What the task asks. Sum up the post on the history of payment in two sentences.

Document section.
— Start —
A Tail of Payment: one, two, ...

Post date: Jun 30, 2011 11:13:46 AM

Mobile payment is becoming hot, shiny, new hype thing. There are different mobile payment approaches. There are approaches to make sense of the approaches. Here I add my spices to the soup. This article builds upon two methods. First, the historical perspective. Second, the utilitarian perspective. To be sure, none of them is sufficient in predicting what's next. But a superposition of the methods as well as data that you already know may give a clearer crystal ball view.

A brief history of modern payment

There was a time when cash was the predominant payment method. Let's call it payment 1.0.

Advancing industrial (engineering) revolution demanded new ownership form for capital stock - corporations. Huge sums of capital were required to pull the industrial thing off. At the time industrial assets were too expensive to be purchased and owned by sole individuals. The ideas of collectivism quickly won over. In fact, collectivism was so powerful in the real economy terms that by inertia gave birth to socialistic notions. For example it had been a driving force behind French Revolution. The revolution may had been an overshot, but the corporations as a collective ownership of production means became the worldwide standard.

Collective ownership and high production output brought two problems: 1. big sums of money, 2. unwillingness of management to be accountable. Big money were bulky, hard to store, hard to transport, hard to defend. Management didn't want to risk life for ensuring money storage and financial transactions. Banks came to the rescue. Noncash (cashless) payment: warrants, checks and transfers as we know them, had become strong during the time. Everybody won. Managers got rid off a substantial risk. Banks could grow rich by collecting fees for handling real money, while practicing fractional reserve and clearing houses. The payment 2.0 was conceptualized.

Noncash payment in it's infancy had the potential to advance our society only up to the 1.5 level. The cashless operations were at first reserved to business entities and few affluent people. A significant portion of economy ran cash. Consumers didn't have enough incentives to go cashless. Banking inevitably introduces additional business processes to transactions. Individuals didn't want to pay the price. For a while banks were not interested in winning consumers over. Big sums were processed for the industry. It provided good return to effort ratio. Penny pinching personal banking wasn't very attractive.
— End —
Listed entries.
— Start —
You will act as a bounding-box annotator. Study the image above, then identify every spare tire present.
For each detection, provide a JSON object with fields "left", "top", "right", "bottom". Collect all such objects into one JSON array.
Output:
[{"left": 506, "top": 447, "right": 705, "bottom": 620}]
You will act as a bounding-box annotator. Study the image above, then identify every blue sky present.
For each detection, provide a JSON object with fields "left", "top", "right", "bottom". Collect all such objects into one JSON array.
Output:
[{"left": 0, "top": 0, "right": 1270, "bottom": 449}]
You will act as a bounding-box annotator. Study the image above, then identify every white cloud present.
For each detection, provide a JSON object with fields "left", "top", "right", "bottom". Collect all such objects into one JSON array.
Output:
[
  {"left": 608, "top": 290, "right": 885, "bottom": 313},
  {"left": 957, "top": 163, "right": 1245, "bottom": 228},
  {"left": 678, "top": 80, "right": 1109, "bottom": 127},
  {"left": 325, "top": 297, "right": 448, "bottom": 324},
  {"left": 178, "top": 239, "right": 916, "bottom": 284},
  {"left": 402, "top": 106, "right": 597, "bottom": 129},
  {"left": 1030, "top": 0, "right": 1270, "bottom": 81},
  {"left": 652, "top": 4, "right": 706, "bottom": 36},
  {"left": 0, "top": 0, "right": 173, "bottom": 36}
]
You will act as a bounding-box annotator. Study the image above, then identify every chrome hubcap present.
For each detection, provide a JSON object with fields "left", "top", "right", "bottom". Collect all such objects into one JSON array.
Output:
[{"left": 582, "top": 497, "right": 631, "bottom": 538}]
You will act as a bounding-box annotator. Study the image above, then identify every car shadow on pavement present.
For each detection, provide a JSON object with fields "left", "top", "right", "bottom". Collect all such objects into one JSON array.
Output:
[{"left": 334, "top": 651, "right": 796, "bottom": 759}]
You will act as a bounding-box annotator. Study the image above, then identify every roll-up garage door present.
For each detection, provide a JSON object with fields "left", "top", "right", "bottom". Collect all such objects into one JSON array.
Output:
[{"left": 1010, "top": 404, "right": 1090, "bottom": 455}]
— End —
Finished task. Cash was once the main way to pay, and when the industrial revolution made corporations the standard, their large sums of money and managers' unwillingness to take on the risk led banks to offer noncash payment such as checks and transfers. At first these cashless operations were limited to businesses and a few wealthy people, because consumers had little reason to go cashless and banks found personal banking unattractive.